■ Text provided
______

Wed, 25 May, 08:00 - 09:00 UTC
Shrikanth (Shri) Narayanan, University of Southern California, USA
Chair: Eliathamby Ambikairajah, University of New South Wales, Australia
Converging developments across the machine intelligence ecosystem, from sensing and computing to data sciences, are enabling new human-centered technology applications in domains ranging from health and defense to education and media arts. A critical aspect of this endeavor requires addressing two intertwined challenges: understanding and illuminating the rich diversity across people and contexts and creating trustworthy technologies that work for everyone. This talk will highlight, with exemplary use cases of bio-behavior sensing and inference for predicting human physical and psychological states (e.g., health status, stress levels), the challenges and opportunities in creating trustworthy signal processing and machine learning approaches that are inclusive, equitable, robust, safe and secure e.g., with respect to protected variables such as gender/race/age/ability etc.

______

■ Source information

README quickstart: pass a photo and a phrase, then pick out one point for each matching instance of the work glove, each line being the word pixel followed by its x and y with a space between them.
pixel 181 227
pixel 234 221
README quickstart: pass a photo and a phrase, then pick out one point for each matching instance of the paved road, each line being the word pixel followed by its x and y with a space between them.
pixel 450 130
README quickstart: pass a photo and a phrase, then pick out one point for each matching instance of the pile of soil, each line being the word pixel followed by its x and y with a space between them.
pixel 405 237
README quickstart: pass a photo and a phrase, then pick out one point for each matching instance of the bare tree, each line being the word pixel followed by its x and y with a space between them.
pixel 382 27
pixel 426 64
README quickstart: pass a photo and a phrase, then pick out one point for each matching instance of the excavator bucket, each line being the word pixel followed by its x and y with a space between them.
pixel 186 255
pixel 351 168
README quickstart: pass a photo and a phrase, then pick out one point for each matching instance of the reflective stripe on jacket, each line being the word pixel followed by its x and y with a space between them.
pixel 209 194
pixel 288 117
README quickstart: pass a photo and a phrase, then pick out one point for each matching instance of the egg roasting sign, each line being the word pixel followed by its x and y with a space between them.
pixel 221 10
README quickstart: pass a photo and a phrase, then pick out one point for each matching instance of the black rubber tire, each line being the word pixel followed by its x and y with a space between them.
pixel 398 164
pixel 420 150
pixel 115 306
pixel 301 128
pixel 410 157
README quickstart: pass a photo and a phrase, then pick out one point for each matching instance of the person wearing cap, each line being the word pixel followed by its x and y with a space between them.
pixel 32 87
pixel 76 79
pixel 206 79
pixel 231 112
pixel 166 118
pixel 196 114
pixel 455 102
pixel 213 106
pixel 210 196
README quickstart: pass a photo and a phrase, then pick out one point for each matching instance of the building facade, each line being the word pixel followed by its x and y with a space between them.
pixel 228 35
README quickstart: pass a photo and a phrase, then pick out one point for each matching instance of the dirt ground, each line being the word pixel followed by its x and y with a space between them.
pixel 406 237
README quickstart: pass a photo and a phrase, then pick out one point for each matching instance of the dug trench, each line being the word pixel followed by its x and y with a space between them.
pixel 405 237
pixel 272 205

______

■ Activity list
**1)** In the talk abstract, who chairs the session?
**2)** Carry the talk abstract forward from its last sentence.

■ Results of the tasks
**1)** Eliathamby Ambikairajah, University of New South Wales, Australia.

**2)**
Shrikanth (Shri) Narayanan is University Professor and Niki & C. L. Max Nikias Chair in Engineering at the University of Southern California, where he is Professor of Electrical & Computer Engineering, Computer Science, Linguistics, Psychology, Neuroscience, Pediatrics, and Otolaryngology—Head & Neck Surgery, Director of the Ming Hsieh Institute and Research Director of the Information Sciences Institute. Prior to USC he was with AT&T Bell Labs and AT&T Research. He is a Fellow of the National Academy of Inventors, the Acoustical Society of America, IEEE, ISCA, the American Association for the Advancement of Science, the Association for Psychological Science, and the American Institute for Medical and Biological Engineering. He is presently VP for Education for the IEEE Signal Processing Society. He has received several honors including the 2015 Engineers Council’s Distinguished Educator Award, a Mellon award for mentoring excellence, the 2005 and 2009 Best Transactions Paper awards from the IEEE Signal Processing Society and serving as its Distinguished Lecturer for 2010-11, a 2018 ISCA CSL Best Journal Paper award, and serving as an ISCA Distinguished Lecturer for 2015-16, Willard R. Zemlin Memorial Lecturer for ASHA in 2017, and the Ten Year Technical Impact Award in 2014 and the Sustained Accomplishment Award in 2020 from ACM ICMI. He has published over 900 papers and has been granted eighteen U.S. patents.